Continue the article on hackers gridlocking cities through connected cars, starting right after its last sentence.

→ READING TEXT
'''
Hackers Could Use Connected Cars to Gridlock Whole Cities
In the year 2026, at rush hour, your self-driving car abruptly shuts down right where it blocks traffic. You climb out to see gridlock down every street in view, then a news alert on your watch tells you that hackers have paralyzed all Manhattan traffic by randomly stranding internet-connected cars.
Flashback to July 2019, the dawn of autonomous vehicles and other connected cars, and physicists at the Georgia Institute of Technology and Multiscale Systems, Inc. have applied physics in a new study to simulate what it would take for future hackers to wreak exactly this widespread havoc by randomly stranding these cars. The researchers want to expand the current discussion on automotive cybersecurity, which mainly focuses on hacks that could crash one car or run over one pedestrian, to include potential mass mayhem.
They warn that even with increasingly tighter cyber defenses, the amount of data breached has soared in the past four years, but objects becoming hackable can convert the rising cyber threat into a potential physical menace.
'''
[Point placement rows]
'''
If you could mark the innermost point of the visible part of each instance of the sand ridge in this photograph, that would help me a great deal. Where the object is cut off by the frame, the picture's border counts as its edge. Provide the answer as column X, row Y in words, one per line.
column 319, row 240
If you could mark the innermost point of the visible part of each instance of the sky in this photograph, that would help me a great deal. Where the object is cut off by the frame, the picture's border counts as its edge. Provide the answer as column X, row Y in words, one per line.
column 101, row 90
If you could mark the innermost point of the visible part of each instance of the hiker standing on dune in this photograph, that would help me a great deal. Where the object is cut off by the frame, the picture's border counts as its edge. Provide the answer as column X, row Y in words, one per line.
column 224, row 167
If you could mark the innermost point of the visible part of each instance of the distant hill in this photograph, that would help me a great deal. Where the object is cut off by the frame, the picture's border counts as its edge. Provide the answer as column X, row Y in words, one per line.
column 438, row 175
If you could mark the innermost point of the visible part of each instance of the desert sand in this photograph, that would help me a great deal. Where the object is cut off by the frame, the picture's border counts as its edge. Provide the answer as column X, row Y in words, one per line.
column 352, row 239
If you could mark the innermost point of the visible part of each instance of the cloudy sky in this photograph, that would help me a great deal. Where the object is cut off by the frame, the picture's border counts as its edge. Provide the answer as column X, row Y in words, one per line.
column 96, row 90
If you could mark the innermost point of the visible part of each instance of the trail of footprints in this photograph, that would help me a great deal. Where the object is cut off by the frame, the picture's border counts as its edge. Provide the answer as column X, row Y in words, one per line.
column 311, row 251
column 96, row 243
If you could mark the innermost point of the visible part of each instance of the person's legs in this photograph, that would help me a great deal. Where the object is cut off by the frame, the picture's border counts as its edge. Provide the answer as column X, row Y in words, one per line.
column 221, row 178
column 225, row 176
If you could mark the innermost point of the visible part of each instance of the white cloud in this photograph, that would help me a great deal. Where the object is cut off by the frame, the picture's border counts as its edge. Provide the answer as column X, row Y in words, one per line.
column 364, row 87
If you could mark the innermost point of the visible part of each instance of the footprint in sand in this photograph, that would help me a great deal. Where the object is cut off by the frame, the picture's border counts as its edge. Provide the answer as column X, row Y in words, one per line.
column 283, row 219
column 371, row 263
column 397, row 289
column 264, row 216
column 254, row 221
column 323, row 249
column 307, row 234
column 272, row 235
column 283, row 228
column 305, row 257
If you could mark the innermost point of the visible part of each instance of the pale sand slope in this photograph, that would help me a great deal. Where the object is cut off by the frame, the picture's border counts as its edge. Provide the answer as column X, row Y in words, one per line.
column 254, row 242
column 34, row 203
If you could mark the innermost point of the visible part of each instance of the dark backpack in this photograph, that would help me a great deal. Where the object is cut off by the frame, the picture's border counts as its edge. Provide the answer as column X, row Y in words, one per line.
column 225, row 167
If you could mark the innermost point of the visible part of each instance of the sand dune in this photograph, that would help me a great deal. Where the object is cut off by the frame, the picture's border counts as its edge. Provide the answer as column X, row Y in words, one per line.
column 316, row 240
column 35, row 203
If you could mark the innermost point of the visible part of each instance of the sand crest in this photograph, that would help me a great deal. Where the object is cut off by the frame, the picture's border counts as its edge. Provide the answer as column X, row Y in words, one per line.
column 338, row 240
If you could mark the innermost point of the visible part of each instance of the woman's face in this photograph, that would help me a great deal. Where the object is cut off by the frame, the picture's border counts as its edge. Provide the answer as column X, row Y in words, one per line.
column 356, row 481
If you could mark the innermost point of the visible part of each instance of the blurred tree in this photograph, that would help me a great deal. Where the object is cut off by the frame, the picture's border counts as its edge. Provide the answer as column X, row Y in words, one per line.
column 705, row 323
'''
→ THE REPLY
“Unlike most of the data breaches we hear about, hacked cars have physical consequences,” said Peter Yunker, who co-led the study and is an assistant professor in Georgia Tech’s School of Physics.
It may not be that hard for state, terroristic, or mischievous actors to commandeer parts of the internet of things, including cars.
“With cars, one of the worrying things is that currently there is effectively one central computing system, and a lot runs through it. You don’t necessarily have separate systems to run your car and run your satellite radio. If you can get into one, you may be able to get into the other,” said Jesse Silverberg of Multiscale Systems, Inc., who co-led the study with Yunker
Freezing traffic solid
In simulations of hacking internet-connected cars, the researchers froze traffic in Manhattan nearly solid, and it would not even take that to wreak havoc. Here are their results, and the numbers are conservative for reasons mentioned below.
“Randomly stalling 20 percent of cars during rush hour would mean total traffic freeze. At 20 percent, the city has been broken up into small islands, where you may be able to inch around a few blocks, but no one would be able to move across town,” said David Yanni, a graduate research assistant in Yunker’s lab.
Not all cars on the road would have to be connected, just enough for hackers to stall 20 percent of all cars on the road. For example, if 40 percent of all cars on the road were connected, hacking half would suffice.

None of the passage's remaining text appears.